** start Dataset extract **
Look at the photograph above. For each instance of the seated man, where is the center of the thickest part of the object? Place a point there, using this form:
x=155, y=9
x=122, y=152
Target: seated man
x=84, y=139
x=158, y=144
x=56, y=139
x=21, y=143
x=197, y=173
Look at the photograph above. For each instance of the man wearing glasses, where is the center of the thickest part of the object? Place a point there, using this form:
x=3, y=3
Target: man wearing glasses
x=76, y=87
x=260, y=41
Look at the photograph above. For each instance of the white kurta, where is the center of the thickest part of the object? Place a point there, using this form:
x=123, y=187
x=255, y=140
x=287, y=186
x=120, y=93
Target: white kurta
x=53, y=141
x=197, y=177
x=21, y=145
** end Dataset extract **
-- Exercise details --
Reproduce all of the data above word for word, line by line, changing nothing.

-- Result --
Look at the photograph above. For each instance of the seated man, where is the center of the thickest part of the object? Place a point there, using this form:
x=155, y=9
x=122, y=152
Target: seated man
x=84, y=139
x=158, y=144
x=56, y=139
x=21, y=143
x=197, y=173
Look at the photograph above. For each instance of the man wearing glasses, where is the center of the thickest part of the object? Place a point there, using this form:
x=3, y=3
Target: man wearing glasses
x=76, y=87
x=260, y=41
Look at the photograph above. For each instance of the white kurta, where is the center of the thickest part of the object? Place a point there, using this form:
x=123, y=187
x=255, y=140
x=287, y=186
x=120, y=93
Target: white kurta
x=53, y=141
x=197, y=177
x=21, y=145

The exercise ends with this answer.